The TransformerDataset class plays a crucial role in preparing time series data for training Transformer models. This class, designed as a PyTorch Dataset, facilitates the slicing and formatting of time series sequences into appropriate input and target pairs for the Transformer model.

In this notebook, we'll explore the functionalities of the TransformerDataset class and understand how it streamlines the preprocessing of time series data. Inspired by the work of Wu et al. (2020) and the principles outlined in Vaswani et al. (2017), this class adheres to best practices in handling temporal data for Transformer-based models.

The TransformerDataset class accepts raw time series data and splits it into sequences suitable for training. Through this notebook, we'll dive into its methods and demonstrate how to use it effectively in conjunction with Transformer models.

Let's dive into the world of time series data preparation using the TransformerDataset class and unlock its potential for enhancing Transformer-based time series forecasting.

In [None]:
import os
import torch
from torch.utils.data import Dataset
import pandas as pd
from typing import Tuple

class TransformerDataset(Dataset):
    """
    Dataset class used for transformer models.

    """
    def __init__(self,
        data: torch.tensor,
        indices: list,
        enc_seq_len: int,
        dec_seq_len: int,
        target_seq_len: int
        ) -> None:

        """
        Args:

            data: tensor, the entire train, validation or test data sequence
                        before any slicing. If univariate, data.size() will be
                        [number of samples, number of variables]
                        where the number of variables will be equal to 1 + the number of
                        exogenous variables. Number of exogenous variables would be 0
                        if univariate.

            indices: a list of tuples. Each tuple has two elements:
                     1) the start index of a sub-sequence
                     2) the end index of a sub-sequence.
                     The sub-sequence is split into src, trg and trg_y later.

            enc_seq_len: int, the desired length of the input sequence given to the
                     the first layer of the transformer model.

            target_seq_len: int, the desired length of the target sequence (the output of the model)

            target_idx: The index position of the target variable in data. Data
                        is a 2D tensor
        """

* * * *

(Required actions)
1. According to the TransformerDataset notebook excerpt, why does the TransformerDataset class play a crucial role in training Transformer models? Answer in one to three sentences.
2. In the TransformerDataset notebook excerpt, reproduce the passage starting at "The TransformerDataset class accepts" and ending at "for transformer models.".

(Outline annotation records)
* * * *

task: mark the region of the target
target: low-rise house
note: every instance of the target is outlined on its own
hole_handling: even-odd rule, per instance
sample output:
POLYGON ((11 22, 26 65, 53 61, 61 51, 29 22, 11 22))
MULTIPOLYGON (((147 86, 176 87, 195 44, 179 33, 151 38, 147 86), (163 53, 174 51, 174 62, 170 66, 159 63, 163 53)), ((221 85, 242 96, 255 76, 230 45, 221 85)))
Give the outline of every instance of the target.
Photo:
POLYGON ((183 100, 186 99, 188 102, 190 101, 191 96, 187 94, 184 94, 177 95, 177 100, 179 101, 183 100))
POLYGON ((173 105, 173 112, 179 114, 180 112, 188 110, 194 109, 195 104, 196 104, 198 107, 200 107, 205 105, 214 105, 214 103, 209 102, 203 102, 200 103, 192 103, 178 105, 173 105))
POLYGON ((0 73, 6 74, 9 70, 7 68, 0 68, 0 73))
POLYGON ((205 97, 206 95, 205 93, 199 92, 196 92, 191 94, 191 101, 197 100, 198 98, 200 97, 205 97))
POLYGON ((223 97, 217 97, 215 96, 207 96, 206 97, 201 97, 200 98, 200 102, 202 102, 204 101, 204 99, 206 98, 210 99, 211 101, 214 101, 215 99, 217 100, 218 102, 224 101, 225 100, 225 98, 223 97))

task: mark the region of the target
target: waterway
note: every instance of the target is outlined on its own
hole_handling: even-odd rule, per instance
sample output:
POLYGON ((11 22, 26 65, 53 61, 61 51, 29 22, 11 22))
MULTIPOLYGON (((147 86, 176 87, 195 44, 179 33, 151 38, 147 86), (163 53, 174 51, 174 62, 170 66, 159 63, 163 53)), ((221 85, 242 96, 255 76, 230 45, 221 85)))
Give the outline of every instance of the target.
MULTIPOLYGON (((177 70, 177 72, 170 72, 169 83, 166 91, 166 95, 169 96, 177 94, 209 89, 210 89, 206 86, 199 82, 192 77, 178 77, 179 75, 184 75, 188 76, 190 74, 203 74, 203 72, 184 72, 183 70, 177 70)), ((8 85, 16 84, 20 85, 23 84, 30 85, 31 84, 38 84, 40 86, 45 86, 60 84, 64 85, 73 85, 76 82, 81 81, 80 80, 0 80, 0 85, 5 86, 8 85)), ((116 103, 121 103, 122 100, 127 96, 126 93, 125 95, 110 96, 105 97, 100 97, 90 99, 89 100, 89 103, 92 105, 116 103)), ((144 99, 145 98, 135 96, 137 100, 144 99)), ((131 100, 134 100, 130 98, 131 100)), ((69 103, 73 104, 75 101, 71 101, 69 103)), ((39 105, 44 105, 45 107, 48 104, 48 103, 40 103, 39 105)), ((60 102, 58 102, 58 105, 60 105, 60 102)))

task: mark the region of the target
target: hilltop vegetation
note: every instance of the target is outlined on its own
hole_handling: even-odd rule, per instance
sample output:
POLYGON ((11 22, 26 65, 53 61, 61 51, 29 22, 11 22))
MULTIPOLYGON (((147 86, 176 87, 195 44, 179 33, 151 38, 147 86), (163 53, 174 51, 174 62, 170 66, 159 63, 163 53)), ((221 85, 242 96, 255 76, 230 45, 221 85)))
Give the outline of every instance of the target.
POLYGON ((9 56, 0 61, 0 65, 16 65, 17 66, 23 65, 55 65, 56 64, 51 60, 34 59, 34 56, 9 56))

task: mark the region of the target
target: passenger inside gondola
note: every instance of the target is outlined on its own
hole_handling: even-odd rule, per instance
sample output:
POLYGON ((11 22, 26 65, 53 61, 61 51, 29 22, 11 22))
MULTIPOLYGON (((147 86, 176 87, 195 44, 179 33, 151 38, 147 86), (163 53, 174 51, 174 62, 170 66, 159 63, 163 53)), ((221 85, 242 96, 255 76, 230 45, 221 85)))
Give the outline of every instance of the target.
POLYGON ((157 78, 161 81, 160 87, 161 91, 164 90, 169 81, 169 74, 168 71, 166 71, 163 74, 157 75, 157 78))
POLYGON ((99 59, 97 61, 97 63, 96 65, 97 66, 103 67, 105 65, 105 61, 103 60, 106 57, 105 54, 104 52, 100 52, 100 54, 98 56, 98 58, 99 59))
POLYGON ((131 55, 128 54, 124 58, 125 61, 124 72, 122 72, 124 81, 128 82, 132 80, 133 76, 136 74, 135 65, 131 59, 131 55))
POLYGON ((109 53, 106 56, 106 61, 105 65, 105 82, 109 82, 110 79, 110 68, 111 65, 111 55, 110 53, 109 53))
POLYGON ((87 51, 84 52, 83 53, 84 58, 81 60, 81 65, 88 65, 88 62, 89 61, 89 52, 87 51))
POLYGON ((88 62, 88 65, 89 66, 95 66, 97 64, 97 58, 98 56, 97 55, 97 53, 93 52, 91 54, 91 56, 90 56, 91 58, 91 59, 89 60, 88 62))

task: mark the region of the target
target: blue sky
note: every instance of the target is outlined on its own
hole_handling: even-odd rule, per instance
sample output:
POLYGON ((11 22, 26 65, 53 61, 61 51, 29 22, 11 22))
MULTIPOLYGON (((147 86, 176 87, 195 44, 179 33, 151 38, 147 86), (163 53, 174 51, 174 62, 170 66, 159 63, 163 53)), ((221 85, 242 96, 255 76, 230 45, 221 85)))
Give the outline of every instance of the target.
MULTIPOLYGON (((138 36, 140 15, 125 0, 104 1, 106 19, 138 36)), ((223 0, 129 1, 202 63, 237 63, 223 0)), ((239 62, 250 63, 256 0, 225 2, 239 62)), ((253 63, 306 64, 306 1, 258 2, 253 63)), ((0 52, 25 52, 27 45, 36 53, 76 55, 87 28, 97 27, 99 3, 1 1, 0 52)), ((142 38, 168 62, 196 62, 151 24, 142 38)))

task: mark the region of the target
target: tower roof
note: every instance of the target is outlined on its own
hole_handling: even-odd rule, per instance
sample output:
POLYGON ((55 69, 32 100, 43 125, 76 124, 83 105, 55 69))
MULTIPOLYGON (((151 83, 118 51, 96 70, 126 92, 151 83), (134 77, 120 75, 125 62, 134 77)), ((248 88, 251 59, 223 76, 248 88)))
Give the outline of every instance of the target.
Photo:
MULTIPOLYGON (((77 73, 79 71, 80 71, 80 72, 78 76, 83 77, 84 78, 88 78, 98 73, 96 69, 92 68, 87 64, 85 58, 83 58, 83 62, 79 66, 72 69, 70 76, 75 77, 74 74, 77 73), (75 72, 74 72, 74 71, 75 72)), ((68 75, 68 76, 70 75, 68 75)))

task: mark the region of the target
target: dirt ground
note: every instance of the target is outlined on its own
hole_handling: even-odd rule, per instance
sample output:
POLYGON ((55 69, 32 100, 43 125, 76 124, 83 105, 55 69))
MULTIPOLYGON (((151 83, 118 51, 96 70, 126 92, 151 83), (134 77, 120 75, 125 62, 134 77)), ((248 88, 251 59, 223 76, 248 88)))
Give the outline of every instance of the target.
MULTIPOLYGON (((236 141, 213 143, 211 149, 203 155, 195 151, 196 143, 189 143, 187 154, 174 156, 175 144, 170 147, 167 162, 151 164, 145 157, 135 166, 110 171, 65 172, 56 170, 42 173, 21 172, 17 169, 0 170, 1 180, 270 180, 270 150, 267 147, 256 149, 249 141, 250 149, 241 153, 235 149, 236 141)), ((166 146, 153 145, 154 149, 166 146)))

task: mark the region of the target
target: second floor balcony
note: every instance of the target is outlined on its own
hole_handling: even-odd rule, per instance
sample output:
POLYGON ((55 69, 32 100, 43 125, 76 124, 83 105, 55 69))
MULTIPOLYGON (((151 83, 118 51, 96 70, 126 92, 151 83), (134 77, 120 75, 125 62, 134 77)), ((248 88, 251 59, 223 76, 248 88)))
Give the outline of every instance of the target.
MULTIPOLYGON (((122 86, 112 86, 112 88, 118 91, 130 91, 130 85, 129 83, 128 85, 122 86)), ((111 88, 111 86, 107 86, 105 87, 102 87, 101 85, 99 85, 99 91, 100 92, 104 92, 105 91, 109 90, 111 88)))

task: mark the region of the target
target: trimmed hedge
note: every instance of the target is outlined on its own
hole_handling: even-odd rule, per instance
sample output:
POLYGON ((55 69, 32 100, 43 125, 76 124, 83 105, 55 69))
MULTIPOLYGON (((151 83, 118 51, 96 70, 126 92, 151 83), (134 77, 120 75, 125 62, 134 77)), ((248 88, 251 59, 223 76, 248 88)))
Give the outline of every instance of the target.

* * * *

(Solutions to the tasks)
1. The class is built as a PyTorch Dataset that slices raw time series data into sequences and formats them into input and target pairs suited to a Transformer model. That preprocessing prepares the data for training.

2.
The TransformerDataset class accepts raw time series data and splits it into sequences suitable for training. Through this notebook, we'll dive into its methods and demonstrate how to use it effectively in conjunction with Transformer models.

Let's dive into the world of time series data preparation using the TransformerDataset class and unlock its potential for enhancing Transformer-based time series forecasting.

In [None]:
import os
import torch
from torch.utils.data import Dataset
import pandas as pd
from typing import Tuple

class TransformerDataset(Dataset):
    """
    Dataset class used for transformer models.